**BRIEF:**
In the entries below, find every line with "dresser" and copy it.

**DATA SUPPLIED:**
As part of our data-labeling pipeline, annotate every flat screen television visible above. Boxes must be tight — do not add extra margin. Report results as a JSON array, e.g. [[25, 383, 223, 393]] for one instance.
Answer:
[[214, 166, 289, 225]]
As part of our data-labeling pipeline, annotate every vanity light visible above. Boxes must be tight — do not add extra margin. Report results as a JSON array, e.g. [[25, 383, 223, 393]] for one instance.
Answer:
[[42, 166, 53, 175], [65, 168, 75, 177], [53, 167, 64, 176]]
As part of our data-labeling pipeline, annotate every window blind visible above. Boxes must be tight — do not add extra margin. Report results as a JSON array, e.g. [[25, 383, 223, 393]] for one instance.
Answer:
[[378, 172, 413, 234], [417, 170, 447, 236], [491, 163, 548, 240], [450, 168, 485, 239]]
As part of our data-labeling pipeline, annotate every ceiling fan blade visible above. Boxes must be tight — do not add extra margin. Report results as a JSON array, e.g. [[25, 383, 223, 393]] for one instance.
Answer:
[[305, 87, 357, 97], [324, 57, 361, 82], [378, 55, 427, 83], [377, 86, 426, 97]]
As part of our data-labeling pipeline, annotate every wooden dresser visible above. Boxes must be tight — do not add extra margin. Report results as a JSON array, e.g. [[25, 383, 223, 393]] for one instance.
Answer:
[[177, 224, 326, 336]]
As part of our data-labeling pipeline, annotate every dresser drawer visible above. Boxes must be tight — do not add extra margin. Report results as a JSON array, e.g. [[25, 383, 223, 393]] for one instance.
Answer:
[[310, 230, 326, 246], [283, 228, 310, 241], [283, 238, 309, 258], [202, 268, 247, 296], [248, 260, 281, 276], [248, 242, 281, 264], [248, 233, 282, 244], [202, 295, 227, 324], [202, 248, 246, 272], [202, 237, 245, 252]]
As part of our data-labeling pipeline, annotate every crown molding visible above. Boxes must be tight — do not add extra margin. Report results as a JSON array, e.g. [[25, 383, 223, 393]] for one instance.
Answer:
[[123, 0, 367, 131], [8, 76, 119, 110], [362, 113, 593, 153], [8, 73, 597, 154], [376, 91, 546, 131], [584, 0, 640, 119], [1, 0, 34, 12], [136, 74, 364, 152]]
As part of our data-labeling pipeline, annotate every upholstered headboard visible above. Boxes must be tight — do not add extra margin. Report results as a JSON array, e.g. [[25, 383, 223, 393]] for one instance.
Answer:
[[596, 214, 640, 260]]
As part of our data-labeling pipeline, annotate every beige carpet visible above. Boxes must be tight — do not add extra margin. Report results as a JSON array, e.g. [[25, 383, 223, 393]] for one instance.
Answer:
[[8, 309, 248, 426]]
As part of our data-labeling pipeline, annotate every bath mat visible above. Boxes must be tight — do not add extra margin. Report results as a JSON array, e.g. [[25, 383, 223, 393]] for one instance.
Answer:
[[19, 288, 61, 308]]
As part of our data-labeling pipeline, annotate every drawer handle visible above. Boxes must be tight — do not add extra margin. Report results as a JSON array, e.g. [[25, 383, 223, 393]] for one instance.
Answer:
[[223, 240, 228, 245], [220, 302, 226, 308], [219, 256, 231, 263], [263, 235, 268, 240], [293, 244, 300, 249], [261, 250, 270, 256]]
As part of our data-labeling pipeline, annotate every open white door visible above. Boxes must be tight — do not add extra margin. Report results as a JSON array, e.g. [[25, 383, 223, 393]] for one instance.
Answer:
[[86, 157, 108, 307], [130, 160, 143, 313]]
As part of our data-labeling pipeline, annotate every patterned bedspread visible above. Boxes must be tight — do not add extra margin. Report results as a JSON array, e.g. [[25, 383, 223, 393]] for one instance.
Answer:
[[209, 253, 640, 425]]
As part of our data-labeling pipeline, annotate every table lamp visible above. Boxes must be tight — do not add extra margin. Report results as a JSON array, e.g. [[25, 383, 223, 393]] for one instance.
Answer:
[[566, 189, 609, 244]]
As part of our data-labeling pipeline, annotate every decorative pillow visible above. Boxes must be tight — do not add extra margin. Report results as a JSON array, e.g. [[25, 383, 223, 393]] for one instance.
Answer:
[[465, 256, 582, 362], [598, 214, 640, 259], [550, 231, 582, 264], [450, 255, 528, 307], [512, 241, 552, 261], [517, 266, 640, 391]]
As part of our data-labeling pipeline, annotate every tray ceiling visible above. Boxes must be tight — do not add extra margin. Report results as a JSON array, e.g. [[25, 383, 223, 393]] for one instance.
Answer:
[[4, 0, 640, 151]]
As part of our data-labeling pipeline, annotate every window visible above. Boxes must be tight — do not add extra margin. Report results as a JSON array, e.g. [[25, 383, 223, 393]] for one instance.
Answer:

**OUTPUT OF THE TASK:**
As part of our data-labeling pipeline, annotate every wooden dresser visible above. Boxes must be tight — do not add extra margin. Report results as a JSON array, e.g. [[25, 383, 223, 393]] for one instance.
As part of our data-labeling pipeline, annotate every dresser drawer visible above. Boxes must be tight — do not add extra margin. Report results as a JSON array, e.g. [[25, 383, 223, 393]] for one instance.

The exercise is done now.